* _Extrait du document_:
Pour le 10ème épisode de notre feuilleton littéraire « Les prix Goncourt », Andreossi nous fait part de sa lecture du prix Goncourt 2009. Bonne lecture ! Mag
Trois histoires composent ce « roman » : au lecteur, à la lectrice, de découvrir en quoi les femmes plus ou moins en scène dans chacun de ces récits manifestent la puissance revendiquée dans le titre.
Norah revient en Afrique à la demande de son père, qu’elle a très peu revu depuis qu’il est retourné au pays avec son fils. Ce frère, qu’elle a aimé, est accusé de meurtre, et c’est en tant qu’avocate que son père lui demande de l’aide. Norah doit réaliser un gros travail de mémoire pour retrouver les êtres qu’elle a connus autrefois derrière les images qu’ils présentent aujourd’hui.
Rudy, revenu d’Afrique avec sa femme Fanta à la suite d’épisodes de violence, tente de comprendre les raisons des échecs multiples qui marquent sa vie. Après maints débats intérieurs il retrouve la paix avec son fils, une fois rétabli le souvenir de la violence paternelle originaire. Enfin la troisième histoire est la plus désespérante. Khady, à la suite de son veuvage, perd tout. De déchéance en déchéance elle arrive jusqu’à la mort en tentant de fuir l’Afrique pour le paradis européen.

* _Données affichées_:
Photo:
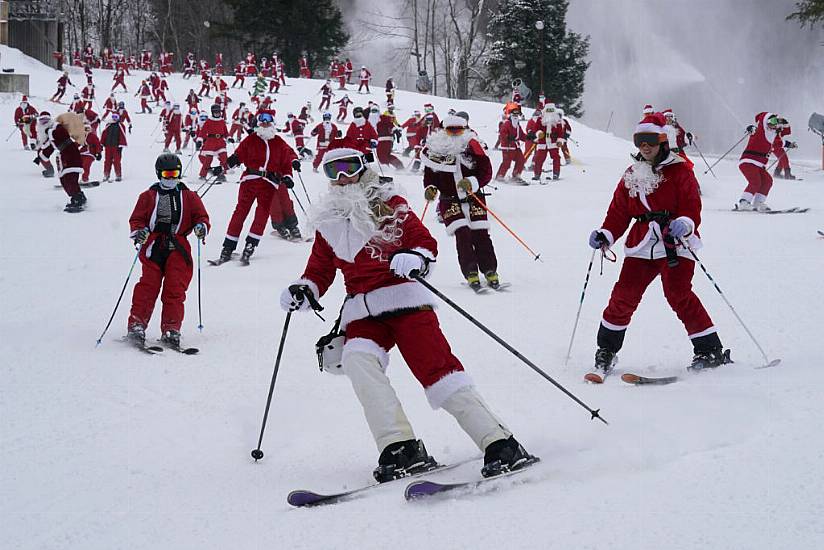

* _Problème à résoudre_: Pouvez-vous transcrire fidèlement le passage de la critique du Goncourt 2009 qui commence par « Norah revient en » et s'achève sur « qu’ils présentent aujourd’hui. » ?

* _Résultat obtenu_:
Norah revient en Afrique à la demande de son père, qu’elle a très peu revu depuis qu’il est retourné au pays avec son fils. Ce frère, qu’elle a aimé, est accusé de meurtre, et c’est en tant qu’avocate que son père lui demande de l’aide. Norah doit réaliser un gros travail de mémoire pour retrouver les êtres qu’elle a connus autrefois derrière les images qu’ils présentent aujourd’hui.